Exercise brief >>
Reproduce the material in full, unchanged.

-- start of Provided records --

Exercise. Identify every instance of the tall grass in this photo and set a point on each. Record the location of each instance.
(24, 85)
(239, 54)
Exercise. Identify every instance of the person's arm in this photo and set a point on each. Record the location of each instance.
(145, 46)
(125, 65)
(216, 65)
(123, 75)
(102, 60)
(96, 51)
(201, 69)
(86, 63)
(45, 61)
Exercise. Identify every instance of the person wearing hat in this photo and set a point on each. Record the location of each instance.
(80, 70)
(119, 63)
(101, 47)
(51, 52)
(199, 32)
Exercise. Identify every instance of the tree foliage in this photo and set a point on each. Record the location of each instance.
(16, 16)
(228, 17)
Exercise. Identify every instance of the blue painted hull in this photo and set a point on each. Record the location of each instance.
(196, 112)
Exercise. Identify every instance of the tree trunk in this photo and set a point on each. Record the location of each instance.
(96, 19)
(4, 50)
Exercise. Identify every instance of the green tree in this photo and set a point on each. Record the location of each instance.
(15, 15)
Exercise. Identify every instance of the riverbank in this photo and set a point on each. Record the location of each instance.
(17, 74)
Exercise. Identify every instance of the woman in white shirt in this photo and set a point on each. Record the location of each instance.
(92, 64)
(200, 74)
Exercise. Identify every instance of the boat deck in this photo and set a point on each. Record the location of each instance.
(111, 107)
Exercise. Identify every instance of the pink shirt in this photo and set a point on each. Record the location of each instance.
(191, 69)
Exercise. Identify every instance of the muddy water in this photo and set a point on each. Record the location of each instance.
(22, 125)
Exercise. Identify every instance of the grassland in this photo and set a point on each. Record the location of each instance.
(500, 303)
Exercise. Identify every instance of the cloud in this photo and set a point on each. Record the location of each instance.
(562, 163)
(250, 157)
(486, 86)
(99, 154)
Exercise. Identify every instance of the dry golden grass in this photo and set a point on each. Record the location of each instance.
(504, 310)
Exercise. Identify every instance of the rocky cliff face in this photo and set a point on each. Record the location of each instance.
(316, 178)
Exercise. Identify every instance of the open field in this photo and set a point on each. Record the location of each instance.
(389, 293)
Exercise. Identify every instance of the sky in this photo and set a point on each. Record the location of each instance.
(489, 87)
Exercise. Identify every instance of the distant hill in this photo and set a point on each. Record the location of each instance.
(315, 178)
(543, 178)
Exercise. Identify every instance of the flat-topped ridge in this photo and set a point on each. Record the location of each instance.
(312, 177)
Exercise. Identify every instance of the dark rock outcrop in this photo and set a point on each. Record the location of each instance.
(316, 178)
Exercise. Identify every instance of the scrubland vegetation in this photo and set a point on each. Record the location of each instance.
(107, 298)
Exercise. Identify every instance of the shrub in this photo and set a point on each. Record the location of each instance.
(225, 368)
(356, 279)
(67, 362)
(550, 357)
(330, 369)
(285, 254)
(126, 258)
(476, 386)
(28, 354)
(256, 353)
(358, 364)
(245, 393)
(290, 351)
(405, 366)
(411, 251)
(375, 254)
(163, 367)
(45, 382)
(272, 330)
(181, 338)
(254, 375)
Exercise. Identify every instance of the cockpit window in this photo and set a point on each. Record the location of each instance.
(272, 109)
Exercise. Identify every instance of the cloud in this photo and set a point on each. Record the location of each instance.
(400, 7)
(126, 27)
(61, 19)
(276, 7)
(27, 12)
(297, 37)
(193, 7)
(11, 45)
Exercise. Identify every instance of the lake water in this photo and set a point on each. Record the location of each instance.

-- end of Provided records --

Task response >>
Exercise. Identify every instance of the tall grass in this photo and set a point on each. Record the location of each instance.
(24, 85)
(239, 54)
Exercise. Identify every instance of the person's arm in this photo and set a point on each. Record the location of each instance.
(145, 46)
(125, 65)
(216, 65)
(123, 75)
(102, 60)
(96, 51)
(201, 69)
(86, 63)
(45, 61)
Exercise. Identify every instance of the person wearing hat in this photo and set a point on each. Record the location of each instance.
(80, 70)
(119, 63)
(101, 47)
(51, 52)
(199, 32)
Exercise. Identify every instance of the tree foliage in this photo and set a point on each. Record the location of each instance.
(16, 16)
(228, 17)
Exercise. Identify every instance of the blue painted hull in this photo and set a point on each. Record the location of each instance.
(196, 112)
Exercise. Identify every instance of the tree trunk in this photo and set a point on each. Record the location of each instance.
(96, 19)
(4, 50)
Exercise. Identify every instance of the green tree in this photo and set a point on each. Record the location of each instance.
(15, 15)
Exercise. Identify every instance of the riverbank in this photo and set a point on each. Record the location of each instance.
(17, 74)
Exercise. Identify every instance of the woman in white shirt in this photo and set a point on each. Record the location of each instance.
(92, 64)
(200, 74)
Exercise. Identify every instance of the boat deck in this photo and set a point on each. Record the location of each instance.
(111, 107)
Exercise. Identify every instance of the pink shirt in this photo and set a point on each. Record the location of each instance.
(191, 69)
Exercise. Identify every instance of the muddy water in this photo and set a point on each. Record the location of each instance.
(22, 125)
Exercise. Identify every instance of the grassland in this photo and set a point on each. Record the location of each instance.
(500, 303)
Exercise. Identify every instance of the cloud in this photo and set a point on each. Record the location of each instance.
(562, 163)
(250, 157)
(486, 86)
(99, 154)
Exercise. Identify every instance of the dry golden grass in this photo and set a point on each. Record the location of each instance.
(504, 310)
Exercise. Identify every instance of the rocky cliff face in this photo and set a point on each. Record the location of each instance.
(316, 178)
Exercise. Identify every instance of the open field in this photo and set a point on each. Record the location of each instance.
(389, 293)
Exercise. Identify every instance of the sky in this photo and set a point on each. Record the location of each instance.
(489, 87)
Exercise. Identify every instance of the distant hill in this photo and set a point on each. Record the location of each instance.
(315, 178)
(543, 178)
Exercise. Identify every instance of the flat-topped ridge in this photo and set a point on each. Record the location of each instance.
(312, 177)
Exercise. Identify every instance of the dark rock outcrop in this photo and set a point on each. Record the location of each instance.
(316, 178)
Exercise. Identify every instance of the scrubland vegetation in this photo and set a point on each. Record the location of each instance.
(107, 298)
Exercise. Identify every instance of the shrub in this photo and set a point on each. Record the location of each instance.
(225, 368)
(356, 279)
(67, 362)
(550, 357)
(330, 369)
(285, 254)
(126, 258)
(476, 386)
(28, 354)
(256, 353)
(358, 364)
(245, 393)
(290, 351)
(405, 366)
(411, 251)
(375, 254)
(163, 367)
(45, 382)
(272, 330)
(181, 338)
(254, 375)
Exercise. Identify every instance of the cockpit window in this photo and set a point on each. Record the location of each instance.
(272, 109)
Exercise. Identify every instance of the cloud in this photo and set a point on each. Record the location of each instance.
(400, 7)
(126, 27)
(61, 19)
(276, 7)
(27, 12)
(297, 37)
(193, 7)
(11, 45)
Exercise. Identify every instance of the lake water in this photo and set a point on each. Record the location of each instance.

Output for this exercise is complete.